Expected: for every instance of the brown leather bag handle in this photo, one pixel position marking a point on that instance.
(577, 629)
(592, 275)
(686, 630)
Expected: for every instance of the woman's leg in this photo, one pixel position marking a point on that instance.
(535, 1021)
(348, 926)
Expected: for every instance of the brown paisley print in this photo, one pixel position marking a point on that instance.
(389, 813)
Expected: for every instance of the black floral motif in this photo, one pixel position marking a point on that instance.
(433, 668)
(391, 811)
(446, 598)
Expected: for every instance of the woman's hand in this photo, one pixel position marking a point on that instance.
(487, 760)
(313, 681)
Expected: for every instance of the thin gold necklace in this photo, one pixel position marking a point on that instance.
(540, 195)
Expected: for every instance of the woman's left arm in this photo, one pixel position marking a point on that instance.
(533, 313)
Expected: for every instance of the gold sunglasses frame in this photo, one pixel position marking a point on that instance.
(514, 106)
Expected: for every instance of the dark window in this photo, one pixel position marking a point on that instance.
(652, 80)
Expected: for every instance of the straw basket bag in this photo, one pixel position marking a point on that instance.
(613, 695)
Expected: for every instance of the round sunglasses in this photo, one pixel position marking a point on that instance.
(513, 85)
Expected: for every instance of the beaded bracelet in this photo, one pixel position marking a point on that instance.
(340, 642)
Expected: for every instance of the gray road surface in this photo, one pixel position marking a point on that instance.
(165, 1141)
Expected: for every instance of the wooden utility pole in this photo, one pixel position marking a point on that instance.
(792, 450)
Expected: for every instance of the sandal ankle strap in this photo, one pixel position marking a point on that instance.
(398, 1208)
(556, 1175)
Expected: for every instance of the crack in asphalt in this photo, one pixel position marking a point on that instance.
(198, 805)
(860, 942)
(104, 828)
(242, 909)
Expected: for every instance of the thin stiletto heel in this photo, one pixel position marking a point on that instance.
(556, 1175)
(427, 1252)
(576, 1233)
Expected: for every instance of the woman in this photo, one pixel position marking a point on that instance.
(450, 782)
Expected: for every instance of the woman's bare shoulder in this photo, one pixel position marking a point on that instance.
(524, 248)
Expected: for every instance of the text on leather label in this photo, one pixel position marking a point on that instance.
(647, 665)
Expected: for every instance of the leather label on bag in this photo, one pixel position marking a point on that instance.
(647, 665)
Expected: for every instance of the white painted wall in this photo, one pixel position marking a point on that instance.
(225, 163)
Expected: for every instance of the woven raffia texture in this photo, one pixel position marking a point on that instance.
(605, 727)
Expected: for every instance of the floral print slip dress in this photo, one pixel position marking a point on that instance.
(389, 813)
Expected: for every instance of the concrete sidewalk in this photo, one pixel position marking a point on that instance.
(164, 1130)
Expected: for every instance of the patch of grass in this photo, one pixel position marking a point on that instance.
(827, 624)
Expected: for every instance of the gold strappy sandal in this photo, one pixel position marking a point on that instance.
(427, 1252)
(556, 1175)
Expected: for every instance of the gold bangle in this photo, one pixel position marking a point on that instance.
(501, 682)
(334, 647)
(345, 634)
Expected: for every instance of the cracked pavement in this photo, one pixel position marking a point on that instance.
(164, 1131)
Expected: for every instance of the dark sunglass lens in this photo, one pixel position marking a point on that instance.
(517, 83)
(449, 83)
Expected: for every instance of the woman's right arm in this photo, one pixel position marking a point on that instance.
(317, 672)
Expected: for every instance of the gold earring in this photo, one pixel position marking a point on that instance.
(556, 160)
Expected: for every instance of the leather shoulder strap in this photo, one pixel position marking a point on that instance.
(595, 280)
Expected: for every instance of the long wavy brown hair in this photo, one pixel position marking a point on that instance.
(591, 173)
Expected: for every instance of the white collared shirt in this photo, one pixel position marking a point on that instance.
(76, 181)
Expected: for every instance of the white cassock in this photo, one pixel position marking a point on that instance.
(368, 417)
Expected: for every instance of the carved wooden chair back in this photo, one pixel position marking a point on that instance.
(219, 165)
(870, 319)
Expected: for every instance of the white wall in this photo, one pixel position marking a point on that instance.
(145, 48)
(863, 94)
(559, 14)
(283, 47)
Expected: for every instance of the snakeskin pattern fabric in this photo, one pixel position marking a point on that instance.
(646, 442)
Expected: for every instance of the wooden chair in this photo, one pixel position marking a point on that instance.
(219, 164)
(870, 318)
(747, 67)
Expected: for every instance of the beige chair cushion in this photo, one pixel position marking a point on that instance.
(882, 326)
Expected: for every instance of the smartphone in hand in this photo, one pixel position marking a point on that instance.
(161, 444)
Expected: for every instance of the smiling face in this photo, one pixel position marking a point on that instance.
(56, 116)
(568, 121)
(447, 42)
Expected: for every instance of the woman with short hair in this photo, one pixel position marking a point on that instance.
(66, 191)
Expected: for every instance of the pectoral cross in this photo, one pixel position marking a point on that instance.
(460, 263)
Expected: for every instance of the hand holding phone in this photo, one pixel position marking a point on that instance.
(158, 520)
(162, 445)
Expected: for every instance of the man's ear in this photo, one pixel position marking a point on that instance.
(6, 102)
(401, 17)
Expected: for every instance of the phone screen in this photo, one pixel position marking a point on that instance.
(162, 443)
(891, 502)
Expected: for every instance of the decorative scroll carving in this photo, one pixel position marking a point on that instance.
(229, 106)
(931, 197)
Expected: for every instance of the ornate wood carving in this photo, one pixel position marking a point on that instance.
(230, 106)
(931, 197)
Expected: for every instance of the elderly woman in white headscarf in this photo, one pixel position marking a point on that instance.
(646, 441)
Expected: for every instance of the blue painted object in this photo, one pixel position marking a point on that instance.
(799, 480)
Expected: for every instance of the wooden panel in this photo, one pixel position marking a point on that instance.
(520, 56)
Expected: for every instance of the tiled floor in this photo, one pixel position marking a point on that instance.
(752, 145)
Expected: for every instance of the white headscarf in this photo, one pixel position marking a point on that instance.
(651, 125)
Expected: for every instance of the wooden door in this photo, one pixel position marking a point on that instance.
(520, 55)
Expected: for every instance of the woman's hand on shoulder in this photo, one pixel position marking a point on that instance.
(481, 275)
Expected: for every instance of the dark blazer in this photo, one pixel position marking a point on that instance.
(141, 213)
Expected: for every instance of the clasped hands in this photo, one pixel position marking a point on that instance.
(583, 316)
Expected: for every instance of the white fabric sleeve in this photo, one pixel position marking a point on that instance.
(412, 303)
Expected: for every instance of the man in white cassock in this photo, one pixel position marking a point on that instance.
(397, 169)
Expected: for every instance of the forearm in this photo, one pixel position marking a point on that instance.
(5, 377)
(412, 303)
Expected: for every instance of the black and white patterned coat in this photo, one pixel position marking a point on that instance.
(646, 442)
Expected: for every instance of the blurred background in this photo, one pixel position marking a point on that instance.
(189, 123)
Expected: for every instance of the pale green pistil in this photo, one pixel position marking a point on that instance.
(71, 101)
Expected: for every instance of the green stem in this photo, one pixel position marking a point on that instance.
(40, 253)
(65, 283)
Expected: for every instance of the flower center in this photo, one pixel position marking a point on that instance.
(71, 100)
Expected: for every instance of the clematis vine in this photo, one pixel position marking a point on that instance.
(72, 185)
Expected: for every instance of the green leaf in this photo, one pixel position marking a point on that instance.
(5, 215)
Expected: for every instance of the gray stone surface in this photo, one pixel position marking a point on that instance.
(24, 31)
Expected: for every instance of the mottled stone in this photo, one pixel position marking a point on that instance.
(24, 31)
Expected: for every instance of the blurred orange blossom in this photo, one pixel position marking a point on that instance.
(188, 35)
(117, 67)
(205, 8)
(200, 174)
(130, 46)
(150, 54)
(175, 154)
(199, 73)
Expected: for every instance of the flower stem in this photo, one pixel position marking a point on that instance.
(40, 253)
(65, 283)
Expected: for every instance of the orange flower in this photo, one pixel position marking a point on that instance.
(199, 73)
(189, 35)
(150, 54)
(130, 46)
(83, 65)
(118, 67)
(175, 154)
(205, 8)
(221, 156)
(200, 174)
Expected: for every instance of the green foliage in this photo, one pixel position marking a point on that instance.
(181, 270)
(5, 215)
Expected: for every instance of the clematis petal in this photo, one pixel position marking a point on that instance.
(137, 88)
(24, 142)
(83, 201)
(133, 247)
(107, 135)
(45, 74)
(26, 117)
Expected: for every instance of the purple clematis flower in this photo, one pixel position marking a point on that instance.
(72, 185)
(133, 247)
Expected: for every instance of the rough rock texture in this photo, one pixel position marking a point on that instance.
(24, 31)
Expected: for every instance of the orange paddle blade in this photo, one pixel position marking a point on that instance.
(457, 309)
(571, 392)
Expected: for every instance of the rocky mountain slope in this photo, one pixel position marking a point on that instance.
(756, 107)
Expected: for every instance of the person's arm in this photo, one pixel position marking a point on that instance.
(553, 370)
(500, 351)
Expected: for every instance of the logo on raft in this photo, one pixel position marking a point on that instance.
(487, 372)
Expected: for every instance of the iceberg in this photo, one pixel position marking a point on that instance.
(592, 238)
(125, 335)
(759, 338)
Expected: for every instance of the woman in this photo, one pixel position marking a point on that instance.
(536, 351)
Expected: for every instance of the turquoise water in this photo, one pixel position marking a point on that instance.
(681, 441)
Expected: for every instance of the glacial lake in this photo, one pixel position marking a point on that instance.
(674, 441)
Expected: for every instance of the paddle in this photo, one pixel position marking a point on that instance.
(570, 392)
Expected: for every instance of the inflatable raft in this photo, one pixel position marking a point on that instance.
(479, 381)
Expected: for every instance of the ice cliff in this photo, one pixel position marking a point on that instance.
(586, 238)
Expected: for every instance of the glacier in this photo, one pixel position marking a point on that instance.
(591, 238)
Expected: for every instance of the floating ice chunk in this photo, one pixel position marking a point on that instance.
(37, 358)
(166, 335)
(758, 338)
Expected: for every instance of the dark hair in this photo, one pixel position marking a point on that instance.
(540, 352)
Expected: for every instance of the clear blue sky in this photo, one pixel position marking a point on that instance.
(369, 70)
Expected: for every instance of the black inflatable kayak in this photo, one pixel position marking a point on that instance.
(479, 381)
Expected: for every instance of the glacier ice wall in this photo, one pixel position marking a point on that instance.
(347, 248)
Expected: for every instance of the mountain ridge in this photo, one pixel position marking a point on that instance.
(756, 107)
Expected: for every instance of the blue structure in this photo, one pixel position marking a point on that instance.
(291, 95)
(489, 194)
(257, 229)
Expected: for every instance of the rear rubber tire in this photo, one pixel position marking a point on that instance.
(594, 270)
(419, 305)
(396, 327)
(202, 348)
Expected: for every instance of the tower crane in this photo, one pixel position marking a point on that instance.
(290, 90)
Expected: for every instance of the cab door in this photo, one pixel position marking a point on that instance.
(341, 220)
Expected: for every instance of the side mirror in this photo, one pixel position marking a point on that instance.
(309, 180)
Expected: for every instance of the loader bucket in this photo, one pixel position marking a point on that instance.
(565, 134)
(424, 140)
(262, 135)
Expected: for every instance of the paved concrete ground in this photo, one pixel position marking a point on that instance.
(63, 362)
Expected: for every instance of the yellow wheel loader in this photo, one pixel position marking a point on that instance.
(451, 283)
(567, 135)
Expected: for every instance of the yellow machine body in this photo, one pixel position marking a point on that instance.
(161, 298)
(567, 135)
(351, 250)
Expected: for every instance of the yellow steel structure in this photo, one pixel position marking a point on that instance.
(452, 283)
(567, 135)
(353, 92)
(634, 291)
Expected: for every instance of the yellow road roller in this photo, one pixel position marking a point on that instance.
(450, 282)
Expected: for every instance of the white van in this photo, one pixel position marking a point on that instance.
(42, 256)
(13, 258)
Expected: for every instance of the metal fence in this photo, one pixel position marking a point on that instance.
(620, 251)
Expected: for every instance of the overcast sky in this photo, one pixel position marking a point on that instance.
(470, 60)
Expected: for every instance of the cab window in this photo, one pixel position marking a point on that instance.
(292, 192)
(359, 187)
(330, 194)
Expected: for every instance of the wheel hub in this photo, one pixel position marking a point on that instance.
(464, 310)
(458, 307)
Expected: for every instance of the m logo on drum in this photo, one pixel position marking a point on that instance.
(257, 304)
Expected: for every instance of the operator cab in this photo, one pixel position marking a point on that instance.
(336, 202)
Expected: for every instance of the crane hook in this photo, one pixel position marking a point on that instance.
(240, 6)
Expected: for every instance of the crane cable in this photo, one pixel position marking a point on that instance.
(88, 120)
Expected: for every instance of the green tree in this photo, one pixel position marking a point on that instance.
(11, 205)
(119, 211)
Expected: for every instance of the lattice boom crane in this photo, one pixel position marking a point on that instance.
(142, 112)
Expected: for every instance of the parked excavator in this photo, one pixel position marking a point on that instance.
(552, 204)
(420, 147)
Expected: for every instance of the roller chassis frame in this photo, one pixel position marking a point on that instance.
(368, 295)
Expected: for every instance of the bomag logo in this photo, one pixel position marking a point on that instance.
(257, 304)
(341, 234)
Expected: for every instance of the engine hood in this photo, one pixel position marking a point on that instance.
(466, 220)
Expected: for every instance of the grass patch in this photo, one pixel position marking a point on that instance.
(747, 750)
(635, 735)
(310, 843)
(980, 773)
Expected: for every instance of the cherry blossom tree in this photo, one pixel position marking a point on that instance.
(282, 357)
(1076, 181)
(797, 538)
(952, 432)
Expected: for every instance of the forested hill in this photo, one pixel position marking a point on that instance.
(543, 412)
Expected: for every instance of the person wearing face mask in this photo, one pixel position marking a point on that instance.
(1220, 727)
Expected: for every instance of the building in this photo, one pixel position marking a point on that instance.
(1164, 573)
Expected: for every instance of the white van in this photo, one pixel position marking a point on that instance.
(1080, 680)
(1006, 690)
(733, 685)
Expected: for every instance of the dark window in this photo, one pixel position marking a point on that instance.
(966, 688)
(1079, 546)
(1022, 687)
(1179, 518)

+===+

* _GIVEN REQUEST_
Locate "Expected: for every instance of the person wearing" in the material, then quote the line that contains it and all lines after it through the final one.

* _CORRECT RESPONSE_
Expected: for every instance of the person wearing face mask in this photo, one pixel position marking a point on that instance.
(1220, 727)
Expected: for every instance of the building in this photo, one pixel position marking a point on that instance.
(1164, 573)
Expected: for every instance of the white van in this photo, one pixel position marking a point on that instance.
(1080, 680)
(1006, 690)
(733, 685)
Expected: for every instance of the dark window in this photo, one pixel position marking a point on that instance.
(966, 688)
(1079, 546)
(1022, 687)
(1179, 518)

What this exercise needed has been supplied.